Task brief: Change "innermost point" to "most central point" throughout the entries below and reproduce them with everything else left as it is.

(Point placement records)
"""

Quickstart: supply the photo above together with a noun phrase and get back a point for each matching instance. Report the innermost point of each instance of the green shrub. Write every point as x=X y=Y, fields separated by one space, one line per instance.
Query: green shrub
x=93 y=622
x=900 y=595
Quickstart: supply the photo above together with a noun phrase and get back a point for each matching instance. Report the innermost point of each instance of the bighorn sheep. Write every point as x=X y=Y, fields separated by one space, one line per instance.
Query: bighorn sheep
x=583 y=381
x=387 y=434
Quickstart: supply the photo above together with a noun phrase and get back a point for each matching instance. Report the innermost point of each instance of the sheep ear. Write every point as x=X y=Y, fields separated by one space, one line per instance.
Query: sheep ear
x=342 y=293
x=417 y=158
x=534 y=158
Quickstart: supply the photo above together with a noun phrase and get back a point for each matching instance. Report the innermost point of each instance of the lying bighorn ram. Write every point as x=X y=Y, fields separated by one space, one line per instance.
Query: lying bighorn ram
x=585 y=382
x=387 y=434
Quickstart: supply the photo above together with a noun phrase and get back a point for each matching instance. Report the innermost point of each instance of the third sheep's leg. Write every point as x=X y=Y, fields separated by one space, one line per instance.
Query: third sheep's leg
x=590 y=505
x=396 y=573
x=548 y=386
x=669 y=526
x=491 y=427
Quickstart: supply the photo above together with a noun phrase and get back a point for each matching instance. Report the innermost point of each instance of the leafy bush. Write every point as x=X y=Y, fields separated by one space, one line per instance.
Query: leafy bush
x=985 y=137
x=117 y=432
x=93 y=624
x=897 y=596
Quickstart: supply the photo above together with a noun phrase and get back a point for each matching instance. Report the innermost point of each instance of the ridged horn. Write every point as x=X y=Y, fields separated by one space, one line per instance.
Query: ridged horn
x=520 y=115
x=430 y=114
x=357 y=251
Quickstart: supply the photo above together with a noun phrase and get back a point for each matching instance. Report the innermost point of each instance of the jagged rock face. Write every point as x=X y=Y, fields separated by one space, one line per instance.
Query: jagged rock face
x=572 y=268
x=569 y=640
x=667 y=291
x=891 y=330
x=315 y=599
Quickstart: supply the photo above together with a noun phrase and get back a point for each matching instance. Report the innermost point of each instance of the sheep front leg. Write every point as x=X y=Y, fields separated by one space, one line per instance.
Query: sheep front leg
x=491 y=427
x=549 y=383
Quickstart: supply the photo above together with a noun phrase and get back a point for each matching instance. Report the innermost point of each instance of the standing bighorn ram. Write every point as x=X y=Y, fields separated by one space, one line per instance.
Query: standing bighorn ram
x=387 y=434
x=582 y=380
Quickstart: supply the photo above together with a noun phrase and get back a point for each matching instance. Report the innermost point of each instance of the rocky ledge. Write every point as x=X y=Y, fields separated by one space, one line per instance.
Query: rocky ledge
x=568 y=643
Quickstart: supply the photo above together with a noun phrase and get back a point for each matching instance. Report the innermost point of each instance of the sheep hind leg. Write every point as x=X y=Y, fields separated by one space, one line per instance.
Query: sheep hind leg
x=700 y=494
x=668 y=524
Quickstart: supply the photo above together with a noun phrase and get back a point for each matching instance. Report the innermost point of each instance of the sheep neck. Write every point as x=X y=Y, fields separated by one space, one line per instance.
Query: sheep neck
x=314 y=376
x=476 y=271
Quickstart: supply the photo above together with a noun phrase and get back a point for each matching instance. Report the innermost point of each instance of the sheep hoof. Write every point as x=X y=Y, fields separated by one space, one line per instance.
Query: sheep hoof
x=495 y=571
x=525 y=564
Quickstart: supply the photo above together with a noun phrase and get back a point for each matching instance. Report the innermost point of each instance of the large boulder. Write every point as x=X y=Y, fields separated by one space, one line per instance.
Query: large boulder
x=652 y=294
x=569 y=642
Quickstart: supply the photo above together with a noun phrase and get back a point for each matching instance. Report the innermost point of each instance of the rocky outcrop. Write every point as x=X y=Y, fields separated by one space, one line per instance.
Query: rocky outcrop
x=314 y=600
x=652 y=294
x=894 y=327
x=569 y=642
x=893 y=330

"""

Answer to the problem:
Quickstart: supply the photo above together with a noun phrase and get back a point for each matching instance. Report the most central point of each instance of the green shrub. Write every point as x=X y=Y, fields separated by one space, one line per instance.
Query: green shrub
x=93 y=622
x=900 y=595
Quickstart: supply the photo above together with a noun phrase and get back a point for each matching instance. Report the most central point of each instance of the bighorn sheep. Write every point as x=X y=Y, fields separated by one space, one line per instance.
Query: bighorn sheep
x=583 y=381
x=387 y=434
Quickstart: supply the photo above together with a noun phrase and get back a point for each matching instance. Report the most central point of each instance of the sheep ear. Write every point as x=X y=Y, fields separated by one space, one line per instance.
Query: sheep ear
x=342 y=293
x=417 y=158
x=534 y=158
Quickstart: supply the photo above together with a noun phrase and get back a point for each matching instance. Report the most central point of each instance of the lying bighorn ram. Write every point as x=X y=Y, fields separated by one space, one line per instance.
Query: lying bighorn ram
x=585 y=382
x=387 y=434
Quickstart: supply the photo above together with a noun phrase and get back a point for each matching instance. Report the most central point of each instance of the third sheep's leg. Write every point as x=X y=Y, fields separated by one space, one line per instance.
Query: third sheep's leg
x=590 y=505
x=396 y=573
x=548 y=386
x=669 y=526
x=491 y=427
Quickstart: supply the photo above together with a noun phrase and get back a point for each matching instance. Report the most central point of each instance of the leafy bush. Write every point as x=X y=Y, fields separated by one space, one line per instance.
Query: leafy bush
x=985 y=137
x=117 y=432
x=93 y=624
x=897 y=596
Quickstart: supply the photo above together with a noun phrase and get back a point for each matching instance. Report the most central point of each instance of the ridged horn. Write every point as x=X y=Y, fields separated by one space, one line per instance.
Query: ridged horn
x=520 y=115
x=430 y=114
x=357 y=251
Quickstart: supply the photo above together with a noun phrase and get back a point for each matching instance. Report the most central point of each instance of the jagged rock face. Write every point as x=X y=Y, fields separated by one space, one line per instance.
Query: jagged rock face
x=572 y=268
x=569 y=640
x=667 y=291
x=891 y=330
x=315 y=599
Quickstart: supply the photo above together with a noun phrase and get back a point for each matching instance. Report the most central point of each instance of the sheep front leg. Write every point as x=X y=Y, fields separated by one space, one line per instance.
Query: sheep front leg
x=491 y=427
x=549 y=383
Quickstart: supply the photo above together with a noun phrase and get back a point for each matching instance. Report the most central point of each instance of the standing bighorn ram. Write every point as x=X y=Y, fields separated by one space, one line per instance.
Query: standing bighorn ram
x=387 y=434
x=582 y=380
Quickstart: supply the photo above together with a noun phrase and get back a point for each matching instance. Report the most central point of each instance of the rocky ledge. Write every point as x=X y=Y, fields separated by one space, one line per instance.
Query: rocky ledge
x=568 y=643
Quickstart: supply the photo above together with a noun phrase and get back a point for each matching instance. Report the most central point of each instance of the sheep hind leg. Write every point as x=X y=Y, fields separated by one space, one line per instance.
Query: sheep hind leg
x=700 y=494
x=668 y=524
Quickstart: supply the photo above together with a noun phrase and get back a point for each matching instance. Report the most central point of each instance of the sheep neck. Write every point as x=X y=Y, fields separated by one space, one line per instance.
Query: sheep neck
x=314 y=376
x=476 y=271
Quickstart: supply the photo above together with a noun phrase and get back a point for each matching instance. Report the most central point of each instance of the sheep hoof. Write every point as x=X y=Y, fields separated by one space, one line per instance.
Query: sheep hoof
x=495 y=571
x=525 y=564
Quickstart: supply the photo above together with a noun phrase and get back a point for each matching instance. Report the most central point of each instance of the large boulder. Write every point as x=X y=Y, fields separated by one space, one line per instance.
Query: large boulder
x=652 y=294
x=569 y=642
Quickstart: supply the photo above together with a noun phrase and get back a point for each matching instance. Report the most central point of each instance of the rocky outcrop. Write every point as x=X y=Y, fields separated by one space, one line per instance.
Query: rocky outcrop
x=314 y=600
x=652 y=294
x=894 y=327
x=569 y=642
x=893 y=330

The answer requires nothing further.